## WORK TO COMPLETE
Print nothing but the lines below starting at the line that holds "positive clicks: (255, 223)" and ending at the line that holds "164L255 158L238 204V236L260", including both, each exactly as written.

## TASK DATA

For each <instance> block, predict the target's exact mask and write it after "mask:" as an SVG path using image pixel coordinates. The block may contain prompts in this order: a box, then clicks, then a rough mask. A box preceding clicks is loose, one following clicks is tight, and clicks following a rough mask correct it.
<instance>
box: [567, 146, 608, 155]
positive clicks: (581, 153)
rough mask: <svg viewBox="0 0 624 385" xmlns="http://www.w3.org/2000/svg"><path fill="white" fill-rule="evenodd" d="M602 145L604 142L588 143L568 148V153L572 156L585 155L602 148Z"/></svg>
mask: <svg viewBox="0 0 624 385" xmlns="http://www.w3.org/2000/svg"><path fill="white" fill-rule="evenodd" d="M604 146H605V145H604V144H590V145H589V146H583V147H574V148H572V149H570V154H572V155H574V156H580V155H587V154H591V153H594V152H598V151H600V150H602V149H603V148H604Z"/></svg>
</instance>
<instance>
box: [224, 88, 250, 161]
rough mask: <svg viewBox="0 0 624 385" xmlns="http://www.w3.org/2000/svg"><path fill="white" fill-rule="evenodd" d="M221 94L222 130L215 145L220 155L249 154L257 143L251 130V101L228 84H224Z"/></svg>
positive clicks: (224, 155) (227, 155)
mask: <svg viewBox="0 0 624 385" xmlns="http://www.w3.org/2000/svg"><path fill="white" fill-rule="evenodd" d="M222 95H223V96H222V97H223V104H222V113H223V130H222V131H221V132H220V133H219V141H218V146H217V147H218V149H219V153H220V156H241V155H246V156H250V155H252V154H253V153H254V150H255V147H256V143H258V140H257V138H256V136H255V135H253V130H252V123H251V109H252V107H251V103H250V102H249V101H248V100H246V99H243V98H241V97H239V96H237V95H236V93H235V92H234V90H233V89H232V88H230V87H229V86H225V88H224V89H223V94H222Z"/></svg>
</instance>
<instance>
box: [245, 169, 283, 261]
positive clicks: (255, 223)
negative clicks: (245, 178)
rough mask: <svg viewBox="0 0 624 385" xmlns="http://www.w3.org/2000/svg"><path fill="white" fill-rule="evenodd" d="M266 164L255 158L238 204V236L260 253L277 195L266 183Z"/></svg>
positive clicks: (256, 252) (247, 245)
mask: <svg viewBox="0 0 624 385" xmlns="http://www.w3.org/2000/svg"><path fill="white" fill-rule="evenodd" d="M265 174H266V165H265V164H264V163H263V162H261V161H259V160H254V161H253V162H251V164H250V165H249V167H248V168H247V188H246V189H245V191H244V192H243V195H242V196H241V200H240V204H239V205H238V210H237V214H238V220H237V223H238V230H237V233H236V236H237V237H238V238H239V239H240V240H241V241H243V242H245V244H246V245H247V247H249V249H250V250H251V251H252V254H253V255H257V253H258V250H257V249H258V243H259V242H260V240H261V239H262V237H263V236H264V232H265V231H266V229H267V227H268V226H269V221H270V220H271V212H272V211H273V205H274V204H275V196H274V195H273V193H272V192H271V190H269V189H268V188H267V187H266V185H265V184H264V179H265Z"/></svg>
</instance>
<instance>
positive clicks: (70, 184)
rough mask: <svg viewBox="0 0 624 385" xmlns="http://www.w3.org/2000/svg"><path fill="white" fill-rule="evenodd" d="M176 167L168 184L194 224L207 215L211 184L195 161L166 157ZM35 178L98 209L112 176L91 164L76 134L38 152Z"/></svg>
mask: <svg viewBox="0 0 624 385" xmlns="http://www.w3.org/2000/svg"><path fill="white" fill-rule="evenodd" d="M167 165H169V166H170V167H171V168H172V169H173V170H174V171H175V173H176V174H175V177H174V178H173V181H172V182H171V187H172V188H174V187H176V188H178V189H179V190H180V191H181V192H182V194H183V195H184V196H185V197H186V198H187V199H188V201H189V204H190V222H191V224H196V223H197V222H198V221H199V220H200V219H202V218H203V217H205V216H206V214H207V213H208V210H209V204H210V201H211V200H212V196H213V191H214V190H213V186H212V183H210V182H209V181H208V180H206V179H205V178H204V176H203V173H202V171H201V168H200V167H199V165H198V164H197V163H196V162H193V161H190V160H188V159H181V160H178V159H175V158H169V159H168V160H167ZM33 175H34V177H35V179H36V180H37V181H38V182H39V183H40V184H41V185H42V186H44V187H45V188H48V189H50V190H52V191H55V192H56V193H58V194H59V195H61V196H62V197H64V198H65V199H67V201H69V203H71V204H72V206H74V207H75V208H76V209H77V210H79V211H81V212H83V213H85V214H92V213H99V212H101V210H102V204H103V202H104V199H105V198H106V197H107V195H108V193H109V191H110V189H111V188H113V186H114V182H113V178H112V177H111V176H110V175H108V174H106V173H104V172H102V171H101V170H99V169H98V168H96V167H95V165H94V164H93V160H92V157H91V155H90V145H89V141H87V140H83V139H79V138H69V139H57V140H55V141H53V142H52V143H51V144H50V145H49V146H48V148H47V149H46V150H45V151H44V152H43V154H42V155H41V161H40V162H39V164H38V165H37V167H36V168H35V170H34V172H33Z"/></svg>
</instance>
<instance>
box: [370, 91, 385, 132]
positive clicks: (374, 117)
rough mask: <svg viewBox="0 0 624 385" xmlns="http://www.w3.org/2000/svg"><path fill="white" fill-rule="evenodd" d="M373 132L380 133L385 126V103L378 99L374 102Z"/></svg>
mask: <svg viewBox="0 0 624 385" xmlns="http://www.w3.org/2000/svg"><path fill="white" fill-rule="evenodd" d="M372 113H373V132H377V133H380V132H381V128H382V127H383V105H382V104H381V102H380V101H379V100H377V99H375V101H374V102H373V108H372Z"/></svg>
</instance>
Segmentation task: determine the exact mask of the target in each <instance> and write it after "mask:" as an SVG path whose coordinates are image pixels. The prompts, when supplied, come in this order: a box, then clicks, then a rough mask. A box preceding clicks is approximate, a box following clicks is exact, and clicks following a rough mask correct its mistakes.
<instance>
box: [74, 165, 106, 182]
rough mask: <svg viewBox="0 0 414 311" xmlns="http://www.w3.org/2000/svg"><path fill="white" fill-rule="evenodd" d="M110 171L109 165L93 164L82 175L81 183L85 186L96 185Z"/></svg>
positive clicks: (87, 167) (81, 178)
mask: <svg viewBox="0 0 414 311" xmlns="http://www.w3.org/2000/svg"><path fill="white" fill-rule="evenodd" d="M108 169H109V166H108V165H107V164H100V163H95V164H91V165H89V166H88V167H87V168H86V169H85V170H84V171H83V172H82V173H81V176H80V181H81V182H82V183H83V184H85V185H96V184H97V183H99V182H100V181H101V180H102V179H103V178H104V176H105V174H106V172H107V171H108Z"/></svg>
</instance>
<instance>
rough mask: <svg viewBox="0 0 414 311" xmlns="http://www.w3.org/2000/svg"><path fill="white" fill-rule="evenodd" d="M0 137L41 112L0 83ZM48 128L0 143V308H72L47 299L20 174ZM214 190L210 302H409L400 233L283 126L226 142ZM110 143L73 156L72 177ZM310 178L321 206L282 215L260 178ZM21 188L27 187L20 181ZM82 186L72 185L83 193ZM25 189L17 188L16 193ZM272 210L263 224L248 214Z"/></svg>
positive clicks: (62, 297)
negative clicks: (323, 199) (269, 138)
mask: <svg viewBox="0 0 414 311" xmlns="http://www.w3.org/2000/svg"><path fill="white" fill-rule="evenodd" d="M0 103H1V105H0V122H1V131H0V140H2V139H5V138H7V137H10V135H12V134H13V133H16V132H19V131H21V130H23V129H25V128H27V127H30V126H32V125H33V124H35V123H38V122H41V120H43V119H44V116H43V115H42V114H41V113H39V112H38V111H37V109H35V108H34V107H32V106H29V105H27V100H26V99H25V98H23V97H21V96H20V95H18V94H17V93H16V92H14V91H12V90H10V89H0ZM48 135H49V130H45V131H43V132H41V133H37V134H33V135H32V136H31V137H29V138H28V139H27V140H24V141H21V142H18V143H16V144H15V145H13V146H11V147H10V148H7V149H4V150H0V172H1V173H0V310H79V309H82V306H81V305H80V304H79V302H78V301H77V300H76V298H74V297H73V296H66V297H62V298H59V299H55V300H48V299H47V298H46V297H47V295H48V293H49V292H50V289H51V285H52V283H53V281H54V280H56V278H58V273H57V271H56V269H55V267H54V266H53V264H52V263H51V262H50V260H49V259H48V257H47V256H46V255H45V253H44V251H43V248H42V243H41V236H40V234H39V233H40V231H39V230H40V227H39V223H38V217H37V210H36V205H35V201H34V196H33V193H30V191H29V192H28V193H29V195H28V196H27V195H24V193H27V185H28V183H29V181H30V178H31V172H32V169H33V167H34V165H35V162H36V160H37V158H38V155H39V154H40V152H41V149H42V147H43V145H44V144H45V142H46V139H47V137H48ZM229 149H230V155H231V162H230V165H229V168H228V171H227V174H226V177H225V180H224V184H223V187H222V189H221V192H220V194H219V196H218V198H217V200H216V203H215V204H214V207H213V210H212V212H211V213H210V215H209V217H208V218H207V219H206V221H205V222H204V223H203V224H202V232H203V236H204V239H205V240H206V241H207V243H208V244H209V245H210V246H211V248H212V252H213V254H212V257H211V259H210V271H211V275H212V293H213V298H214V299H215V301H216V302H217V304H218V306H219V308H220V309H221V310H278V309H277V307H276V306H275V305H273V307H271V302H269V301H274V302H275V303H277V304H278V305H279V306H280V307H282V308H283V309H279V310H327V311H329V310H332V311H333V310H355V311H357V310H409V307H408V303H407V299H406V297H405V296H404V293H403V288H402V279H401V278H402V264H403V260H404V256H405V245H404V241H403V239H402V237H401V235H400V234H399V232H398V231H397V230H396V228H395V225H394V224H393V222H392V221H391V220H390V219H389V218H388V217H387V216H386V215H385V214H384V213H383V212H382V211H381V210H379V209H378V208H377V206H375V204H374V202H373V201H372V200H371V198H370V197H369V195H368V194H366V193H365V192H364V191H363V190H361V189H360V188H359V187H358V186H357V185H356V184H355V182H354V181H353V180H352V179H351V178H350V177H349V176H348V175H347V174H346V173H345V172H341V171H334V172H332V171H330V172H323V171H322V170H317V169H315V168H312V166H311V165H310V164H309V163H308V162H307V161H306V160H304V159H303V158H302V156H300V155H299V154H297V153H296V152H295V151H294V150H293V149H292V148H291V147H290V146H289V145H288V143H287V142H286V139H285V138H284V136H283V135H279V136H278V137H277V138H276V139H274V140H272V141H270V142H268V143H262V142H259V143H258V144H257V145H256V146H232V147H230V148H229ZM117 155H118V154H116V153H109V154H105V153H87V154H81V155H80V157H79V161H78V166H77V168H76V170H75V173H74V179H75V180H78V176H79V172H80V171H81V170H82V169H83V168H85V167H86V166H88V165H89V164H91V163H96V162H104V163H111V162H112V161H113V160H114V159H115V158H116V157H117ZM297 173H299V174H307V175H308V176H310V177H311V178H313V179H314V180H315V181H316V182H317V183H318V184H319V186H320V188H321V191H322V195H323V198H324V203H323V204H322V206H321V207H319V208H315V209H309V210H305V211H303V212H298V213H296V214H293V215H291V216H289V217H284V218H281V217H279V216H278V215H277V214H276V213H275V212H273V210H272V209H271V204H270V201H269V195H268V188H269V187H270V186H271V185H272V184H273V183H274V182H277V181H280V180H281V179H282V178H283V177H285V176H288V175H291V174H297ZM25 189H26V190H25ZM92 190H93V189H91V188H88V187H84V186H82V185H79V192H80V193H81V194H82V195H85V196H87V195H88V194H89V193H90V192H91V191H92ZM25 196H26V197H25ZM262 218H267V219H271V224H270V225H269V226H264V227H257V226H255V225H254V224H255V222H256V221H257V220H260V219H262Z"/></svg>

## WRITTEN REPLY
positive clicks: (255, 223)
negative clicks: (245, 178)
rough mask: <svg viewBox="0 0 624 385" xmlns="http://www.w3.org/2000/svg"><path fill="white" fill-rule="evenodd" d="M266 164L255 158L238 204V236L260 253L277 195L266 183Z"/></svg>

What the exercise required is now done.